(Dataset excerpts on object pointing)
============
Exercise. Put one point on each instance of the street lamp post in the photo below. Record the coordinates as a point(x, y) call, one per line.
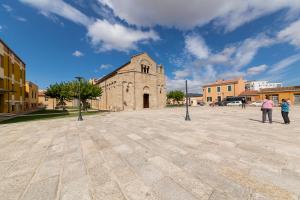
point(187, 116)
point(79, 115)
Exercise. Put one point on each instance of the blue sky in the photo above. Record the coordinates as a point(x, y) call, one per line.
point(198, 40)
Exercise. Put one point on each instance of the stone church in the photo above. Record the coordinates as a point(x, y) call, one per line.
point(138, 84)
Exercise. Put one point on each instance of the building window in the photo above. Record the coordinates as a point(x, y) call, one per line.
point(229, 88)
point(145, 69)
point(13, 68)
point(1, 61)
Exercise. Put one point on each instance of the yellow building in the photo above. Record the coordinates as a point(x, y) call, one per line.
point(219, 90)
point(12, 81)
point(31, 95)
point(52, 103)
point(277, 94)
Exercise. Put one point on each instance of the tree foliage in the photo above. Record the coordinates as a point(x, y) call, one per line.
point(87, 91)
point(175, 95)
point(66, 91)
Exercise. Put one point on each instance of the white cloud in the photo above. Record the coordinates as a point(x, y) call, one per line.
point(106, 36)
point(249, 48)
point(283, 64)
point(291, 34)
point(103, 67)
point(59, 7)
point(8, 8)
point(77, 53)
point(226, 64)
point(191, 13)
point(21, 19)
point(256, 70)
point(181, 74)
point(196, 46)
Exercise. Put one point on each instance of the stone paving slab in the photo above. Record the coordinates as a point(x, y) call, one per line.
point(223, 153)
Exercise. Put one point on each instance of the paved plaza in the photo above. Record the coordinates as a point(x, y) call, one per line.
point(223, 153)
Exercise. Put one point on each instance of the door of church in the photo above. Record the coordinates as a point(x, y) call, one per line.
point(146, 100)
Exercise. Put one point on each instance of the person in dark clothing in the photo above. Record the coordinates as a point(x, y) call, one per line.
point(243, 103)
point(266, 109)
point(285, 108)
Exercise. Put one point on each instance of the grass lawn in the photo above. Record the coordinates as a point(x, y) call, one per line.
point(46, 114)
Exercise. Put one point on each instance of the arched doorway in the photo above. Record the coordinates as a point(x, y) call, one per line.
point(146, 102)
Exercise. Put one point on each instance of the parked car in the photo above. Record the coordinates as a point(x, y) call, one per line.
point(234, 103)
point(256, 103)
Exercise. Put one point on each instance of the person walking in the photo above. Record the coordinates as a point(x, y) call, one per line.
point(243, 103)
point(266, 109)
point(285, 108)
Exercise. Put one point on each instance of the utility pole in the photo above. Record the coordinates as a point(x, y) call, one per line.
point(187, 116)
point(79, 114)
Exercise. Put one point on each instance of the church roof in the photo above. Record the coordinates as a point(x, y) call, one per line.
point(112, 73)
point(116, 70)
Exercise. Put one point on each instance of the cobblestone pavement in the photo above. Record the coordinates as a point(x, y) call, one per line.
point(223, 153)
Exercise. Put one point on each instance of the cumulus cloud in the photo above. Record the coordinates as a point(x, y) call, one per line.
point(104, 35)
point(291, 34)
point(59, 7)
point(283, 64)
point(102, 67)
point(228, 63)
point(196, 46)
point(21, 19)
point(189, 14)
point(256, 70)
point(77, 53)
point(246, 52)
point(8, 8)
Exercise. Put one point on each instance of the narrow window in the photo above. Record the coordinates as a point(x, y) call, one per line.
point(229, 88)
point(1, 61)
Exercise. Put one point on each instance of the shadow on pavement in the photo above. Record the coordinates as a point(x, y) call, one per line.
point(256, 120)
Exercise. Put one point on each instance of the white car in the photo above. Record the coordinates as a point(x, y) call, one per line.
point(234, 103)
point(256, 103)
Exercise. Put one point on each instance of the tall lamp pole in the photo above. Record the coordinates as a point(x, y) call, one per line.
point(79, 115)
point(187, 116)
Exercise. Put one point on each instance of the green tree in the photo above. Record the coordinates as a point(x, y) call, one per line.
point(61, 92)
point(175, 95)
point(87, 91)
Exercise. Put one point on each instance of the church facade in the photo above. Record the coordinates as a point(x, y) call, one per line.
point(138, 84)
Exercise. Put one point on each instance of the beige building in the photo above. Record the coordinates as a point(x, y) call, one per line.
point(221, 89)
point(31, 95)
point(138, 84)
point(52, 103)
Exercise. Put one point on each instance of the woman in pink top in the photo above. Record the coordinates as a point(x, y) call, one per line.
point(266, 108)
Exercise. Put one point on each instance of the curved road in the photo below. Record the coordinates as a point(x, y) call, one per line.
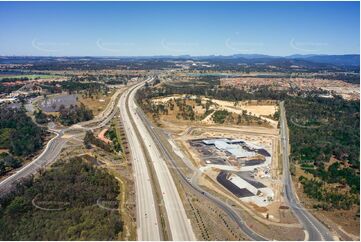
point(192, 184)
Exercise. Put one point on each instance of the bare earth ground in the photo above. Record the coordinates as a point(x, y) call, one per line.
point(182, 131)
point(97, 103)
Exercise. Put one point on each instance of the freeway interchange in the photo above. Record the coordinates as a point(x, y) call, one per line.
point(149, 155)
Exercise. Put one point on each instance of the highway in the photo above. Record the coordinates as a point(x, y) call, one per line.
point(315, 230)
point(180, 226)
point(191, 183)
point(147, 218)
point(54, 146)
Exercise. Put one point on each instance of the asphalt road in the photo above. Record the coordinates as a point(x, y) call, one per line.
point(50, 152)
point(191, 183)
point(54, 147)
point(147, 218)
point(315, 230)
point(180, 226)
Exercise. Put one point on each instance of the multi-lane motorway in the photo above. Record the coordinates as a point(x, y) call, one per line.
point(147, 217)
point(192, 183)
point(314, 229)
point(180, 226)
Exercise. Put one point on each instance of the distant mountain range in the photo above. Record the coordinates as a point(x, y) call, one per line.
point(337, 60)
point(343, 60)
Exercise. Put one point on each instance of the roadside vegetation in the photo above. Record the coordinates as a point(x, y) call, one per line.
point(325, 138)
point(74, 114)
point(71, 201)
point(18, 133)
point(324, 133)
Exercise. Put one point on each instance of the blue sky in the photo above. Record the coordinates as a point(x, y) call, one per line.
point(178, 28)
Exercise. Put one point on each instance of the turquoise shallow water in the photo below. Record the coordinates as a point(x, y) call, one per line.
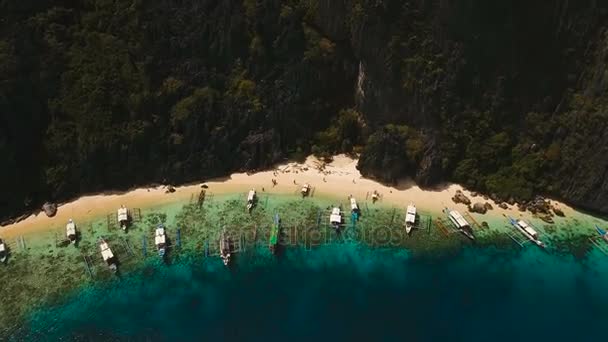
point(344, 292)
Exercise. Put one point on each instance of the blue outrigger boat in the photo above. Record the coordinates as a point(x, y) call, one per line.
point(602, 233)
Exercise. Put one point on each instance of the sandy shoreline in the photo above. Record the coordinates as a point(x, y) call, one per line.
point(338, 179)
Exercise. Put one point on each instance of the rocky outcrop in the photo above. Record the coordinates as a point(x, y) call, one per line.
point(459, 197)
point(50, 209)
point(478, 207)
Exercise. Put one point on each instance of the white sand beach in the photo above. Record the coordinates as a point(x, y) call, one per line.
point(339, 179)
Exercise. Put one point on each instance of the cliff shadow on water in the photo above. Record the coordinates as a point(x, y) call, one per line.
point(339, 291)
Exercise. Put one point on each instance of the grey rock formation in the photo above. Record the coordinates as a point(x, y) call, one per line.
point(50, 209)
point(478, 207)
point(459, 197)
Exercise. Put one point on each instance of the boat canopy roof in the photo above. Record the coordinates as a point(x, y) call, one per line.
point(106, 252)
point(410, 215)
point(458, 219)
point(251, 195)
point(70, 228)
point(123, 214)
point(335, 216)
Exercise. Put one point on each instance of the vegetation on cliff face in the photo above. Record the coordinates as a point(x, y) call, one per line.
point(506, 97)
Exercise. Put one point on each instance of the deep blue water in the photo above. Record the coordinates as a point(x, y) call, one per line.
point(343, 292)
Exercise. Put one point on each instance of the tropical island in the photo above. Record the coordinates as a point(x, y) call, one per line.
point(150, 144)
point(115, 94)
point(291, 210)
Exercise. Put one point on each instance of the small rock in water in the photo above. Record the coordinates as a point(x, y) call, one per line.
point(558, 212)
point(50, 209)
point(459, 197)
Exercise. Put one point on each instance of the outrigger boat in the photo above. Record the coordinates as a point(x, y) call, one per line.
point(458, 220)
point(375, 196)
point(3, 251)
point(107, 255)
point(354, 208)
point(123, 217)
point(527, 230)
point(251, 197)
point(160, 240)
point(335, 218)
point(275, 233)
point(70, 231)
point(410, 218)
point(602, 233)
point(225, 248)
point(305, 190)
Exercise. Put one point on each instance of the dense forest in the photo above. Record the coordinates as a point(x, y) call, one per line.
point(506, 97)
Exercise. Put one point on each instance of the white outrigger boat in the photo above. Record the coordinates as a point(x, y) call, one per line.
============
▸ EXERCISE DESCRIPTION: Reproduce the records between the line holding "Exercise. Put one point on each instance of the curved" and the line holding "point(97, 103)", inclusive, switching "curved road" to "winding road" and leaving everything else unchanged. Omit the pictures from your answer.

▸ RESULT OF THE TASK:
Exercise. Put one point on each instance of the winding road in the photo below. Record the coordinates as a point(x, y) call, one per line.
point(192, 184)
Exercise. Put one point on each instance of the bare earth ground in the photo above. Record the coordinates as a point(x, y) call, one per line.
point(182, 131)
point(97, 103)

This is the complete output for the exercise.